* _EXERCISE REQUIREMENTS_
1) Write out the entire forum post about the CFA and choosing a master's program, word for word.
2) Reproduce, without any changes, the lines of the listing that begin with the line containing "of the human" and run through the line containing "pixel 44 305", including both of those lines and nothing else.

* _SOURCE DOCUMENT_
*****

CFA + masters. General school advice

Hi,

I just got admitted to EAE Business School (Spain) for an MBA starting on October 2019. It’s an ¨executive¨ MBA which means I just have classes on friday and saturday, thus I have the rest of the week to prepare for the CFA level 3 (assuming I pass L2 this year).

Also, my school transcripts are not that good. An 80.0 average on both of my degrees (Finance and Global Management, both from Nicaragua).

My questions are the following:

Will having the CFA designation or at least L2 or L3 passed will give me a bump into qualifying for a scholarship?

What do schools look for in a candidate for a scholarship?

What masters should I pursue? I’m 24 years old, hoping to finish L3 by 2020 (late 25s almost 26). Private Equity is my dream and I want to be as competitive as possible. I’ve heard CFA+MBA looks cool, plus I love entrepreneurship.

What do you guys think of EAE?

*****

* _ENTRIES SHOWN_

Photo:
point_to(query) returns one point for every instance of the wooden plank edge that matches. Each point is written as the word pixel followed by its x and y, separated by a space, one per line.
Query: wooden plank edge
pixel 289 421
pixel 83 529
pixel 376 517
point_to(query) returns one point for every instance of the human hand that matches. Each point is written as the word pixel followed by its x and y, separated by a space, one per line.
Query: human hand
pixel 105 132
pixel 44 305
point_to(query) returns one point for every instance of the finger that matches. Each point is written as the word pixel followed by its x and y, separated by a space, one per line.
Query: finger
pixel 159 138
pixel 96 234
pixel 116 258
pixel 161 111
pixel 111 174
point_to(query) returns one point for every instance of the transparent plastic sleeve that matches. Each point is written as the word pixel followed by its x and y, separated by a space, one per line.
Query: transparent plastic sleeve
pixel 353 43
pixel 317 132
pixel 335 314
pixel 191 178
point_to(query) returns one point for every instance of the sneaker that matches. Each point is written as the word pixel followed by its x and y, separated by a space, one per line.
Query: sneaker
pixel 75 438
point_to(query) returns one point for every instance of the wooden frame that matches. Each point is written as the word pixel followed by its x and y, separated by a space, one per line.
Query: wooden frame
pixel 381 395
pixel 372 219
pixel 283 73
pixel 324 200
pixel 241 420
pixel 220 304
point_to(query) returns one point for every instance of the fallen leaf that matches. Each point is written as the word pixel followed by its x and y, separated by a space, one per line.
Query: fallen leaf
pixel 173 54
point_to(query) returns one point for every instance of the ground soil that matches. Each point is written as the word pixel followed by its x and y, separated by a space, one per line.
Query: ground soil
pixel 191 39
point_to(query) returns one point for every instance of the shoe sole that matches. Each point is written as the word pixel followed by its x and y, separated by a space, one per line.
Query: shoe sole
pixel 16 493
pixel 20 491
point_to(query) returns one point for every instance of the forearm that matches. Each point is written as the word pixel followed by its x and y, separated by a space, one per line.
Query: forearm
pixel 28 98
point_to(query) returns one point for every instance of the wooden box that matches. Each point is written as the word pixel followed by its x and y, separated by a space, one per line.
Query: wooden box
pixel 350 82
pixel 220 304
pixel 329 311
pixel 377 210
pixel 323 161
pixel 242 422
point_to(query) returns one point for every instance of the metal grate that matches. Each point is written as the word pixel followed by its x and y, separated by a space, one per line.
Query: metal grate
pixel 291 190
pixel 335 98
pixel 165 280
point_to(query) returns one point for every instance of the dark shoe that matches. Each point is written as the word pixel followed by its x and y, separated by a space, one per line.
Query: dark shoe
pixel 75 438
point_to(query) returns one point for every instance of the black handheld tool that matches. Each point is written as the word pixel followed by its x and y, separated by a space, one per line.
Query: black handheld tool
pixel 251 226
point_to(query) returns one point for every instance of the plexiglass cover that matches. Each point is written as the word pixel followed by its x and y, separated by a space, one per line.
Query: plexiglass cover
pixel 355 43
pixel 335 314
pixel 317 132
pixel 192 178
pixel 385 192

*****

* _RESULTS IN ORDER_
1)
CFA + masters. General school advice

Hi,

I just got admitted to EAE Business School (Spain) for an MBA starting on October 2019. It’s an ¨executive¨ MBA which means I just have classes on friday and saturday, thus I have the rest of the week to prepare for the CFA level 3 (assuming I pass L2 this year).

Also, my school transcripts are not that good. An 80.0 average on both of my degrees (Finance and Global Management, both from Nicaragua).

My questions are the following:

Will having the CFA designation or at least L2 or L3 passed will give me a bump into qualifying for a scholarship?

What do schools look for in a candidate for a scholarship?

What masters should I pursue? I’m 24 years old, hoping to finish L3 by 2020 (late 25s almost 26). Private Equity is my dream and I want to be as competitive as possible. I’ve heard CFA+MBA looks cool, plus I love entrepreneurship.

What do you guys think of EAE?

2)
point_to(query) returns one point for every instance of the human hand that matches. Each point is written as the word pixel followed by its x and y, separated by a space, one per line.
Query: human hand
pixel 105 132
pixel 44 305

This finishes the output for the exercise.